== KUTIPAN ARTIKEL ==

_ _ _ _ _ _ _

“Diskriminasi”
dan Politisasi Jaminan Kesehatan
Mulyadi Sumarto ; Dosen dan Peneliti Senior UGM
|
KOMPAS,
29 September 2014
Tulisan Sulastomo, Ketua Tim SJSN 2001-2004, ”Kartu Indonesia Sehat dan
SJSN”, yang dimuat Kompas (4/9/2014), menceritakan ihwal gagasan pemerintahan
Jokowi-JK melaksanakan program Kartu Indonesia Sehat dan keterkaitannya
dengan program Jaminan Kesehatan Nasional.
Dengan cukup kritis, bagian awal tulisan itu mempertanyakan apakah
realisasi Kartu Indonesia Sehat (KIS) akan menggantikan Jaminan Kesehatan
Nasional (JKN). Dua poin penting lain yang disampaikan tulisan itu adalah JKN
telah dilaksanakan ”tanpa diskriminasi” dan penamaan program (KIS atau JKN) tidaklah
penting, yang terpenting baginya adalah keberlanjutan program. Tulisan
Sulastomo memberikan pencerahan mengenai masa depan JKN apabila pemerintahan
Jokowi-JK merealisasi KIS. Namun, tulisan itu kurang tepat dalam menjelaskan
isu diskriminasi. Terkait nama program, tulisan itu menyisakan pertanyaan
serius karena isu politisasi Program Peningkatan Kesejahteraan Sosial (PPKS)
yang mencakup jaminan kesehatan.
”Tanpa
diskriminasi”?
Isu diskriminasi merupakan aspek penting yang perlu dipertimbangkan
dalam memilih metode distribusi kesejahteraan, yang mencakup pendekatan
universal dan selektif. Pendekatan universal mendistribusikan kesejahteraan
yang dibiayai oleh pemerintah kepada semua warga negara tanpa memperhatikan
status sosialnya. Sementara itu, pendekatan selektif mendistribusikan
kesejahteraan hanya untuk mereka yang termasuk dalam kategori miskin.

_ _ _ _ _ _ _

Cuplikan set data:

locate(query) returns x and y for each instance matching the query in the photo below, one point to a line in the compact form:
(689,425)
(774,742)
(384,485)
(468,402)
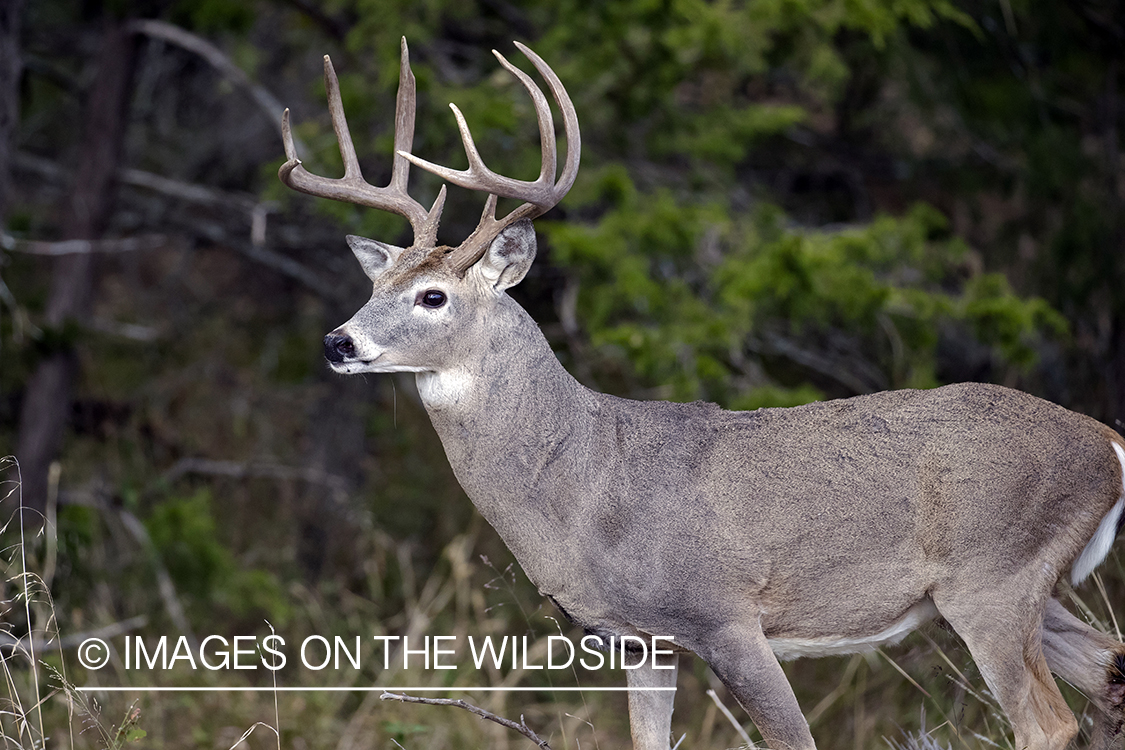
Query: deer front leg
(650,711)
(740,656)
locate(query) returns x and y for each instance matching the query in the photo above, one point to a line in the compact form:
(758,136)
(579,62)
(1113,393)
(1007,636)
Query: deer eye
(433,298)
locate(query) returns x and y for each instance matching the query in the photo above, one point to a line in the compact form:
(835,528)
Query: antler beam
(540,195)
(352,187)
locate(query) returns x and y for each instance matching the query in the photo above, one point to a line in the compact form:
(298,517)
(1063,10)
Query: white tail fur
(1098,547)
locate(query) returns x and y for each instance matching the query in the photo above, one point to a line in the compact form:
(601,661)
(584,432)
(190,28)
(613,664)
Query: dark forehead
(421,261)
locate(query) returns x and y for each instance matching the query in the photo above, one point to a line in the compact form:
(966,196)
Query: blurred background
(780,201)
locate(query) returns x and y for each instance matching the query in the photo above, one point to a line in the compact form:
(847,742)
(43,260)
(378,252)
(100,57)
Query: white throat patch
(446,388)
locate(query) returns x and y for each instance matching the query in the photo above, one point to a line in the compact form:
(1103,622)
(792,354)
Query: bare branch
(521,728)
(734,722)
(163,579)
(180,37)
(244,470)
(81,246)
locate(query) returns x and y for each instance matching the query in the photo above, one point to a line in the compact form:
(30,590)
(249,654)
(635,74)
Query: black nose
(339,346)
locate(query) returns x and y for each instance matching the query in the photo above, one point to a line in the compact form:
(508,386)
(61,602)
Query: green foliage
(185,534)
(725,308)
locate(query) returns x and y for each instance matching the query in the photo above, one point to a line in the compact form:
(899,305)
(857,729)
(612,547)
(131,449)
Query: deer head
(428,299)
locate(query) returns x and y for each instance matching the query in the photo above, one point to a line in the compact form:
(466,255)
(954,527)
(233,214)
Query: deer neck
(515,426)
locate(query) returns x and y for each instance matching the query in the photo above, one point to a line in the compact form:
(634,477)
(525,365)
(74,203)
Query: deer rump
(879,502)
(821,529)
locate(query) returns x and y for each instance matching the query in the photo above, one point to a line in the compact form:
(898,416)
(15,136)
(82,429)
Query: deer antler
(351,187)
(542,193)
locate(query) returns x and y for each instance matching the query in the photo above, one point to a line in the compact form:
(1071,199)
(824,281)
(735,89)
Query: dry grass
(857,702)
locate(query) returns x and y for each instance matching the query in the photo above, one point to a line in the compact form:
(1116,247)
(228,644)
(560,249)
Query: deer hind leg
(1006,641)
(740,656)
(650,711)
(1092,662)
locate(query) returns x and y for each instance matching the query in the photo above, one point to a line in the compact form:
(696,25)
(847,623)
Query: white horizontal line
(374,689)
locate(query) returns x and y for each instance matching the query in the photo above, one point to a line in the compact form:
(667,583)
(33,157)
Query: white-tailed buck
(749,536)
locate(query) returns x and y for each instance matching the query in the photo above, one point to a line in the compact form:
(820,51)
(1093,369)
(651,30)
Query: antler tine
(351,187)
(569,120)
(541,193)
(405,108)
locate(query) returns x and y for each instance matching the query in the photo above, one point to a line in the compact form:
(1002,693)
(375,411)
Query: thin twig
(163,579)
(80,246)
(217,59)
(521,728)
(730,717)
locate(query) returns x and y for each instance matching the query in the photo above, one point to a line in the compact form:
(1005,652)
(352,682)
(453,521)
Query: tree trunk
(9,96)
(89,206)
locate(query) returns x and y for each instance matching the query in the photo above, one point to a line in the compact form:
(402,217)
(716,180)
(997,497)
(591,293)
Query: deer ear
(375,256)
(509,256)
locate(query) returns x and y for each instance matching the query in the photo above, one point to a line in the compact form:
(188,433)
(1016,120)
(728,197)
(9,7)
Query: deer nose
(339,346)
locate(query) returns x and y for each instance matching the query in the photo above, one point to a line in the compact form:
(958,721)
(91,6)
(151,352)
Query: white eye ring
(431,298)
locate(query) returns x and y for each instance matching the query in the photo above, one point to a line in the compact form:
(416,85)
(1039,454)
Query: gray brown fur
(828,527)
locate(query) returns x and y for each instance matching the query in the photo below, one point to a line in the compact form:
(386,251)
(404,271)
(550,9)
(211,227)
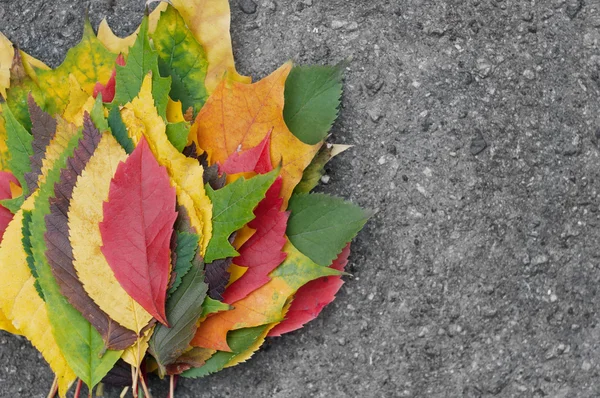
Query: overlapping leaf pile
(156,213)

_ _ _ _ _ _ _

== PETUNJUK PENGERJAAN ==
1 - Tuliskan ulang kata demi kata bagian kutipan artikel tentang jaminan kesehatan yang dibuka dengan kata-kata "Dengan cukup kritis, bagian" dan ditutup dengan "mencakup jaminan kesehatan.".
2 - Laporkan setiap baris catatan yang memuat kata "deer".
Catatan di atas sama sekali tidak berkaitan dengan kutipan artikel.

== KUNCI JAWABAN ==
1 -
Dengan cukup kritis, bagian awal tulisan itu mempertanyakan apakah
realisasi Kartu Indonesia Sehat (KIS) akan menggantikan Jaminan Kesehatan
Nasional (JKN). Dua poin penting lain yang disampaikan tulisan itu adalah JKN
telah dilaksanakan ”tanpa diskriminasi” dan penamaan program (KIS atau JKN) tidaklah
penting, yang terpenting baginya adalah keberlanjutan program. Tulisan
Sulastomo memberikan pencerahan mengenai masa depan JKN apabila pemerintahan
Jokowi-JK merealisasi KIS. Namun, tulisan itu kurang tepat dalam menjelaskan
isu diskriminasi. Terkait nama program, tulisan itu menyisakan pertanyaan
serius karena isu politisasi Program Peningkatan Kesejahteraan Sosial (PPKS)
yang mencakup jaminan kesehatan.

2 -
Query: deer front leg
Query: deer eye
Query: deer head
Query: deer neck
Query: deer rump
Query: deer antler
Query: deer hind leg
Query: deer ear
Query: deer nose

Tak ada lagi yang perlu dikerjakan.